**Exercise goal:**
Reproduce the listing below line for line, leaving out the pictures.

**Stored rows:**
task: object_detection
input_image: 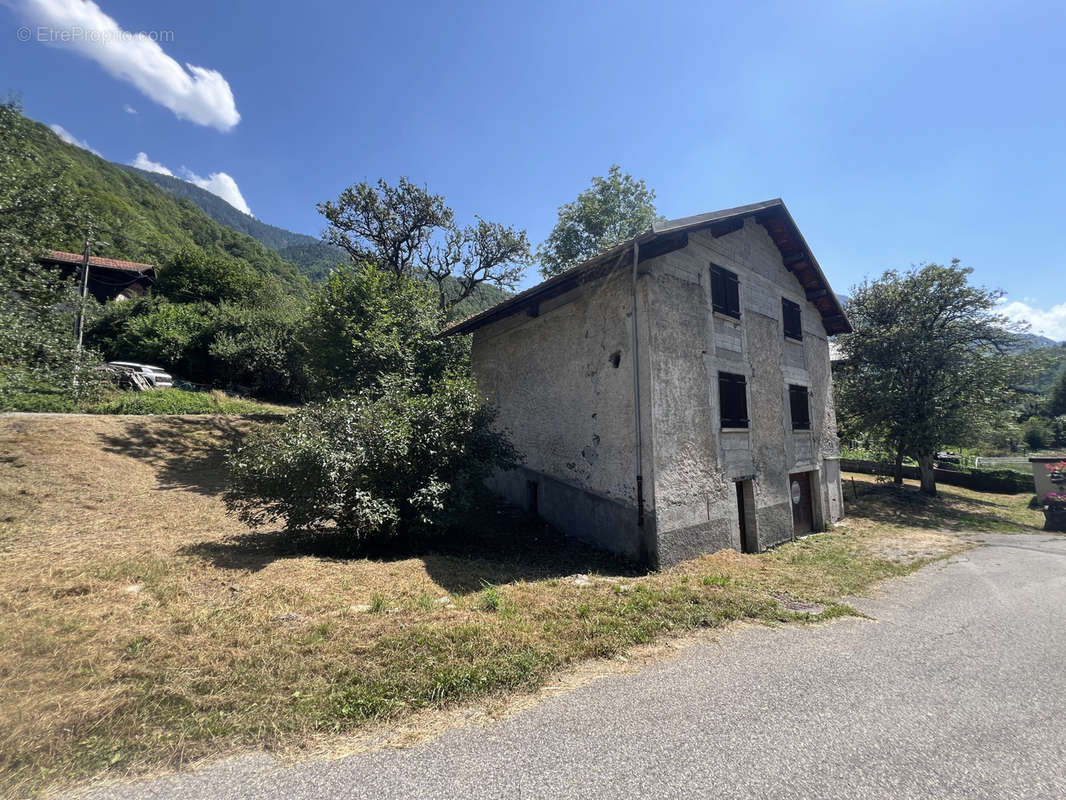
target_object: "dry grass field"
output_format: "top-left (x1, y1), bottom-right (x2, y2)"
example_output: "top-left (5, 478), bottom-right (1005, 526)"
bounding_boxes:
top-left (0, 416), bottom-right (1039, 795)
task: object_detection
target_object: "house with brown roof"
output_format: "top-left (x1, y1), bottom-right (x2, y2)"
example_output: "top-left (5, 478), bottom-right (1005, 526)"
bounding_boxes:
top-left (446, 199), bottom-right (851, 566)
top-left (37, 250), bottom-right (156, 303)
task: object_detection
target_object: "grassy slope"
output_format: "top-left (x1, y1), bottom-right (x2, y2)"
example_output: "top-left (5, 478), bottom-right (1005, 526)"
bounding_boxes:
top-left (0, 417), bottom-right (1039, 794)
top-left (15, 117), bottom-right (307, 291)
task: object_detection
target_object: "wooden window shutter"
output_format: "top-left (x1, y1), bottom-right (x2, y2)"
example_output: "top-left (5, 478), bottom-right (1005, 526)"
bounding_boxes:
top-left (718, 372), bottom-right (748, 428)
top-left (781, 298), bottom-right (803, 341)
top-left (789, 386), bottom-right (810, 431)
top-left (711, 263), bottom-right (740, 319)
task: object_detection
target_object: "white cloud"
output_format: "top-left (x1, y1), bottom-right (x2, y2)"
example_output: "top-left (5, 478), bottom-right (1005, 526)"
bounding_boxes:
top-left (181, 166), bottom-right (252, 217)
top-left (8, 0), bottom-right (241, 130)
top-left (48, 125), bottom-right (103, 158)
top-left (130, 153), bottom-right (174, 177)
top-left (998, 298), bottom-right (1066, 341)
top-left (130, 151), bottom-right (253, 217)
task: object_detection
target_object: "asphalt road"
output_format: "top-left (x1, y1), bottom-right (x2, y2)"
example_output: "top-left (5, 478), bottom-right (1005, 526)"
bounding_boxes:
top-left (73, 535), bottom-right (1066, 800)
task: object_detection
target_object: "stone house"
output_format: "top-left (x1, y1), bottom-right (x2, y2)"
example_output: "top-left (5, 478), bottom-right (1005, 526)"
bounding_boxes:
top-left (445, 199), bottom-right (851, 566)
top-left (37, 250), bottom-right (156, 303)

**Solution for this problem:**
task: object_detection
input_image: 
target_object: "dry grass field"
output_format: "top-left (x1, y1), bottom-right (x2, y2)"
example_output: "top-left (5, 478), bottom-right (1005, 526)"
bounding_boxes:
top-left (0, 416), bottom-right (1039, 795)
task: object_detection
target_object: "house with brown roof"
output_format: "top-left (x1, y1), bottom-right (x2, y2)"
example_output: "top-left (5, 478), bottom-right (1005, 526)"
bounding_boxes:
top-left (446, 199), bottom-right (851, 566)
top-left (37, 250), bottom-right (156, 303)
task: object_detection
target_object: "grassy slope"
output_format: "top-left (x1, y1), bottom-right (x2, y2)"
example_output: "top-left (5, 478), bottom-right (1005, 526)"
bounding_boxes:
top-left (0, 417), bottom-right (1039, 794)
top-left (15, 117), bottom-right (307, 291)
task: object_detection
target_object: "wooden window shutter"
output_format: "top-left (x1, y1), bottom-right (x2, y2)"
example_output: "top-left (5, 478), bottom-right (1005, 526)"
bounding_boxes:
top-left (718, 372), bottom-right (748, 428)
top-left (781, 298), bottom-right (803, 341)
top-left (789, 386), bottom-right (810, 431)
top-left (711, 263), bottom-right (740, 319)
task: object_detection
target_object: "white cloud"
output_format: "top-left (x1, y1), bottom-right (x2, y2)"
example_output: "top-left (5, 478), bottom-right (1005, 526)"
bounding_boxes:
top-left (181, 166), bottom-right (252, 217)
top-left (8, 0), bottom-right (241, 130)
top-left (48, 125), bottom-right (103, 158)
top-left (130, 153), bottom-right (174, 177)
top-left (998, 298), bottom-right (1066, 341)
top-left (130, 151), bottom-right (253, 217)
task: object_detection
target_object: "asphalt road"
output_format: "top-left (x1, y1), bottom-right (x2, y2)"
example_output: "top-left (5, 478), bottom-right (1005, 526)"
bounding_boxes:
top-left (73, 535), bottom-right (1066, 800)
task: object_detection
target_object: "stone house"
output_format: "top-left (x1, y1), bottom-right (x2, y2)"
example_output: "top-left (5, 478), bottom-right (1005, 526)"
bounding_boxes:
top-left (445, 199), bottom-right (851, 566)
top-left (37, 250), bottom-right (156, 303)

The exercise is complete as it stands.